● **Description of the task**:
The expected output is the data below, restated word for word.
** Exercise inputs follows **
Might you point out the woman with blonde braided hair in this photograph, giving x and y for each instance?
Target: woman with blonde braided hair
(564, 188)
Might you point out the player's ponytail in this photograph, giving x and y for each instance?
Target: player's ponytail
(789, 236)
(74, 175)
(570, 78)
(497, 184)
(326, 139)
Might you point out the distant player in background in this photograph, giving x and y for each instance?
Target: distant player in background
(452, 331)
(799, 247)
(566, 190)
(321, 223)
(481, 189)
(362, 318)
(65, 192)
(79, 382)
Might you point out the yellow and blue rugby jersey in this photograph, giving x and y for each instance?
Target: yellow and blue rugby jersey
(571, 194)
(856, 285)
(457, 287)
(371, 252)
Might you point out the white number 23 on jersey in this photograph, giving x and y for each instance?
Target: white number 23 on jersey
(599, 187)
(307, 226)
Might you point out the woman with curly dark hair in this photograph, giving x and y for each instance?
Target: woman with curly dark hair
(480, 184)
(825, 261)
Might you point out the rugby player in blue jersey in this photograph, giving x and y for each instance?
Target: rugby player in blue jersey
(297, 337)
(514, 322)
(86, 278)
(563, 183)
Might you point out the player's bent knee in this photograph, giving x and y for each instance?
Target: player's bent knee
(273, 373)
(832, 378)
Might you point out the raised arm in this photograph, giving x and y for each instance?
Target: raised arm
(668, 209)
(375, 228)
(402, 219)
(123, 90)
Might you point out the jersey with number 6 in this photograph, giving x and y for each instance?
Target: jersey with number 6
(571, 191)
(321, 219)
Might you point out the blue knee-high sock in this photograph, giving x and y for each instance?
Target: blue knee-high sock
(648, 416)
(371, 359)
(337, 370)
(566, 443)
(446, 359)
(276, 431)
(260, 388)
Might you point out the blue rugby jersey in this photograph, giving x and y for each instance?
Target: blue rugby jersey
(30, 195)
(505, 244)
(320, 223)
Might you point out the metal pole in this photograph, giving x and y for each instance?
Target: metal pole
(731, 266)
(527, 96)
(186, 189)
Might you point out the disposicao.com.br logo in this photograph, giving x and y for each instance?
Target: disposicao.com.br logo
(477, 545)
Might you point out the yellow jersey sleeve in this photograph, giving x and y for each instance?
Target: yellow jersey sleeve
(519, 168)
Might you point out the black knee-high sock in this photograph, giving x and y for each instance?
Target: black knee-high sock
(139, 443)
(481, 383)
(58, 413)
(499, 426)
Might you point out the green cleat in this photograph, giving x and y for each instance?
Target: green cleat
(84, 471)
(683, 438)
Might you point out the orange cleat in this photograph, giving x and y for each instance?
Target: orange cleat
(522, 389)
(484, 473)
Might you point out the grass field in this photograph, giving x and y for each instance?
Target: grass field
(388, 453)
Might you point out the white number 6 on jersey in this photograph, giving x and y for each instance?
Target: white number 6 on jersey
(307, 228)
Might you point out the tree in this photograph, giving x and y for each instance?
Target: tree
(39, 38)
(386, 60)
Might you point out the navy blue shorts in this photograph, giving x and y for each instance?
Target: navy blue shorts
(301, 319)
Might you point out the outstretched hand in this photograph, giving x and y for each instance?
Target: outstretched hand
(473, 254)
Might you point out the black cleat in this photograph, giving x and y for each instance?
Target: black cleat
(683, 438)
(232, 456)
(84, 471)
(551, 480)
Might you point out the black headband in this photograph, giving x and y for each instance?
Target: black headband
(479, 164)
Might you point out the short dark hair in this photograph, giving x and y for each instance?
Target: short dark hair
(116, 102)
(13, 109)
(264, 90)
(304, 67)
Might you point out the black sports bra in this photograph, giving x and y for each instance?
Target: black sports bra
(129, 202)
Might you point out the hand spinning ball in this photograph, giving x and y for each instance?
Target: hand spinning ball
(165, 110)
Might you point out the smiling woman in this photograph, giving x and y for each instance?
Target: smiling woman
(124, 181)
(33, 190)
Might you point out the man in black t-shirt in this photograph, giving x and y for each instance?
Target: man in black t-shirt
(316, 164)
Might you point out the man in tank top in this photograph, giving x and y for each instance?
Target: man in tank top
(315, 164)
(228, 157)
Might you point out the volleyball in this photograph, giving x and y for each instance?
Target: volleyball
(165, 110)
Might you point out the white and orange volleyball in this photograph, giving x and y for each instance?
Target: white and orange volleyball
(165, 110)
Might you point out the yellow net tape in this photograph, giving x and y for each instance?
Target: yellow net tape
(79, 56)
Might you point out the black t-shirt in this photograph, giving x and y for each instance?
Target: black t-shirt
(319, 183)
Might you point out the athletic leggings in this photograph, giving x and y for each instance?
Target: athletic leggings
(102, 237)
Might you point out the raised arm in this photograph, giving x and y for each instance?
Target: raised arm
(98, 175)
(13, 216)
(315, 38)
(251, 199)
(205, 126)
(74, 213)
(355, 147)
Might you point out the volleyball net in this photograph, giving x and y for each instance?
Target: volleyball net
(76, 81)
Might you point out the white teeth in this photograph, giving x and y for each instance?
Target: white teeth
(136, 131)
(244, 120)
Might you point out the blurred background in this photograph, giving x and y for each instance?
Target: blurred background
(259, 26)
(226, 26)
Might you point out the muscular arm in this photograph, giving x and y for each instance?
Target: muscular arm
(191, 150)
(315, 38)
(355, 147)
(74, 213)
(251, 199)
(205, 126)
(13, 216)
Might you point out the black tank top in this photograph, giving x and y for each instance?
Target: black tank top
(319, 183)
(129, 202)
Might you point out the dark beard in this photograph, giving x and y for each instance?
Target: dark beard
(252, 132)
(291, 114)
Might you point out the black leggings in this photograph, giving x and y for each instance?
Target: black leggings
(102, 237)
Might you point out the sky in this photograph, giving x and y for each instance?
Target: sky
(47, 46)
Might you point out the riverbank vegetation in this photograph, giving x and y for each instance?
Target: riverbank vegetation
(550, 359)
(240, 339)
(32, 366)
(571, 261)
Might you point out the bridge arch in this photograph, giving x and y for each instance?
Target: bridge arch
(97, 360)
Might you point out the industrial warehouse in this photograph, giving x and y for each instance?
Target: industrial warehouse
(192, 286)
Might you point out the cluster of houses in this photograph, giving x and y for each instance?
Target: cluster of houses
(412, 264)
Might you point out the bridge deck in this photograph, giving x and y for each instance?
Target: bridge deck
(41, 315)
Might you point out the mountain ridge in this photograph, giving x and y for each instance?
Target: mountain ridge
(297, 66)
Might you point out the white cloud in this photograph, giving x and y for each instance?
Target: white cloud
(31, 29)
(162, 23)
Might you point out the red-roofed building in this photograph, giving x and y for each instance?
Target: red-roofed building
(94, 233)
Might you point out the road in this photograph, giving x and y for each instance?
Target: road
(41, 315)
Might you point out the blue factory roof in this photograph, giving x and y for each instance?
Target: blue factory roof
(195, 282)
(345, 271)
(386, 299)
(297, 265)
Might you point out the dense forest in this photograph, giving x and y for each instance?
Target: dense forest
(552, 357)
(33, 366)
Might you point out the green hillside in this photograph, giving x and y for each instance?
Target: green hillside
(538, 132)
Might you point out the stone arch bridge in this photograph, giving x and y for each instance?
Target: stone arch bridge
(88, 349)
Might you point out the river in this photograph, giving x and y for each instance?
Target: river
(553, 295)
** End of Exercise inputs **
● **Your solution**:
Might you point out the woman with blonde braided hair in this photograph, giving x and y for each instance?
Target: woman with blonde braided hair
(564, 188)
Might you point out the player's ponytail in this photograph, giving x and y for each instance?
Target: player's ponytail
(789, 236)
(74, 175)
(570, 78)
(497, 184)
(326, 139)
Might you point out the distant player in background in this photograph, giving x and y for each instance?
Target: distant player in background
(452, 331)
(799, 247)
(566, 190)
(321, 223)
(481, 189)
(362, 318)
(65, 192)
(79, 382)
Might you point out the yellow and blue rugby jersey in this photograph, giving x and y for each instance?
Target: yellow and blue rugby jersey
(571, 194)
(856, 285)
(457, 287)
(371, 252)
Might you point out the white number 23 on jersey in this photograph, giving x and y for each instance?
Target: white number 23 on jersey
(599, 187)
(307, 226)
Might you point out the woman with curly dark hair in this photograph, giving x and y for each instance?
Target: woman with curly dark hair
(480, 184)
(825, 261)
Might you point out the rugby player in blue jersey in this photograph, giving x and y for each instance?
Target: rugby player in blue jersey
(297, 337)
(514, 322)
(86, 278)
(563, 183)
Might you point out the player's bent knee in this photograph, giving x and y for each instance?
Target: player's bent knee
(273, 373)
(832, 378)
Might you point out the raised arm in this photograph, giving x and y for each instance?
Target: raised arm
(668, 209)
(375, 228)
(402, 219)
(123, 90)
Might you point out the jersey with number 6 in this photograph, giving x and y for each instance?
Target: jersey with number 6
(571, 191)
(321, 219)
Might you point out the blue knee-high sock in this photograph, giving x and y for each instance?
Target: blue knee-high sock
(648, 416)
(371, 359)
(337, 370)
(566, 443)
(446, 359)
(276, 431)
(260, 388)
Might you point out the blue rugby jersey in this photograph, giving x and y for each instance?
Target: blue rugby jersey
(30, 195)
(505, 244)
(320, 223)
Might you point out the metal pole in this photograph, giving x and y for each instance?
Target: metal pole
(731, 266)
(527, 96)
(186, 189)
Might you point out the disposicao.com.br logo in this photograph, giving x and y for each instance?
Target: disposicao.com.br logo
(477, 545)
Might you point out the yellow jersey sleeve in this photograph, giving x and y for each instance?
Target: yellow jersey sleeve
(519, 168)
Might you point out the black knee-high sock in this photograph, giving x and y for each instance?
Target: black knee-high sock
(139, 443)
(481, 383)
(58, 413)
(499, 426)
Might you point out the green cleat in this photograph, giving x and y for each instance?
Target: green cleat
(84, 471)
(683, 438)
Might you point out the orange cleat in this photograph, giving x and y for each instance?
Target: orange cleat
(522, 389)
(484, 473)
Might you point out the grass field in this photograph, giving x and y for each instance?
Target: grass field
(388, 453)
Might you point out the white number 6 on jersey in this photograph, giving x and y for each instance?
Target: white number 6 on jersey
(307, 228)
Might you point out the tree in this photograph, giving x and y for each instance?
Target: tree
(39, 38)
(386, 60)
Might you point out the navy blue shorts in this photograph, giving x and y for each instance?
Target: navy blue shorts
(301, 319)
Might you point out the outstretched hand in this photograph, giving x and y for each instance?
Target: outstretched hand
(473, 254)
Might you point out the black cleat in this photograph, giving x and y for each instance?
Target: black cleat
(683, 438)
(232, 456)
(84, 471)
(551, 480)
Might you point out the black headband in this photograph, giving x and y for each instance?
Target: black headband
(479, 164)
Might you point out the short dark hair in this photograph, giving x and y for each instance?
Target: short dark hair
(116, 102)
(13, 109)
(264, 90)
(304, 67)
Might you point out the black sports bra in this photograph, giving x and y for each instance?
Target: black sports bra
(129, 202)
Might you point out the hand spinning ball in this photograph, giving x and y for each instance?
Target: hand spinning ball
(165, 110)
Might you point out the smiling woman in this photograph, giving x and y for each instance?
Target: smiling woman
(124, 181)
(33, 190)
Might you point out the man in black t-shirt in this photograph, giving x and y for each instance?
Target: man in black t-shirt
(316, 164)
Might you point out the man in tank top in this photograph, giving x and y for each instance?
Target: man in tank top
(315, 164)
(228, 157)
Might you point out the volleyball in this photograph, giving x and y for each instance?
Target: volleyball
(165, 110)
Might you point out the white and orange volleyball in this photograph, giving x and y for each instance?
Target: white and orange volleyball
(165, 110)
Might you point out the yellow net tape in this photograph, giving x and y for each instance?
Target: yellow net tape
(79, 56)
Might you point out the black t-shirt in this photograph, giving x and y for each instance?
Target: black t-shirt
(319, 183)
Might you point out the athletic leggings in this photograph, giving x and y for each instance?
Target: athletic leggings
(102, 237)
Might you point out the raised arm in this photograph, giving x and y for each instance?
Target: raised arm
(98, 175)
(13, 216)
(315, 38)
(251, 199)
(205, 126)
(74, 213)
(355, 147)
Might you point out the volleyball net in this photograph, giving x and y for each instance?
Target: volleyball net
(76, 81)
Might you point out the white teeth in this photograph, giving x and y for each instance?
Target: white teeth
(136, 131)
(244, 120)
Might you point out the blurred background in this photograph, giving x and y for each instance?
Target: blurred background
(259, 26)
(226, 26)
Might you point out the muscular arm in this photograph, giving x and y for each instance?
Target: muscular arm
(191, 150)
(315, 38)
(355, 147)
(74, 213)
(251, 199)
(205, 126)
(13, 216)
Might you point out the black tank top in this photograph, giving x and y for each instance?
Target: black tank top
(319, 183)
(129, 202)
Might you point out the dark beard in this photograph, giving x and y for each instance?
Target: dark beard
(252, 132)
(291, 114)
Might you point out the black leggings in this photograph, giving x and y for each instance?
Target: black leggings
(102, 237)
Might you point out the sky in this photograph, giving x and y for each instance?
Target: sky
(47, 46)
Might you point out the riverbank vegetation in this photograph, giving x and y for each instance?
Target: riverbank vegetation
(550, 359)
(240, 339)
(32, 366)
(571, 261)
Might you point out the bridge arch in this photograph, giving x and y for each instance?
Target: bridge arch
(97, 360)
Might you point out the industrial warehouse in this photograph, giving x and y for each instance?
Target: industrial warehouse
(192, 286)
Might you point out the cluster of houses in this photograph, giving x and y for each instance?
Target: cluster of houses
(412, 264)
Might you point out the bridge deck in this photograph, giving x and y for each instance?
Target: bridge deck
(41, 315)
Might you point out the mountain ridge in this photograph, giving x and y for each instance?
Target: mountain ridge
(297, 66)
Might you point out the white cloud in this photograph, giving x and y for each instance?
Target: white cloud
(31, 29)
(162, 23)
Might you point out the red-roofed building in this photograph, giving x and y for each instance?
Target: red-roofed building
(94, 233)
Might you point out the road in this photograph, giving x and y for each instance?
Target: road
(41, 315)
Might you point out the blue factory roof in this photograph, giving x and y for each instance?
Target: blue factory roof
(195, 282)
(345, 271)
(386, 299)
(297, 265)
Might you point out the dense forest in this photograph, giving x and y for each instance?
Target: dense forest
(552, 357)
(33, 366)
Might you point out the green hillside in this photograph, giving x and y for each instance?
Target: green hillside
(538, 132)
Might you point out the stone arch bridge in this photograph, giving x and y for each instance?
Target: stone arch bridge
(88, 349)
Might you point out the river in this photograph, giving x and y for each instance?
Target: river
(553, 295)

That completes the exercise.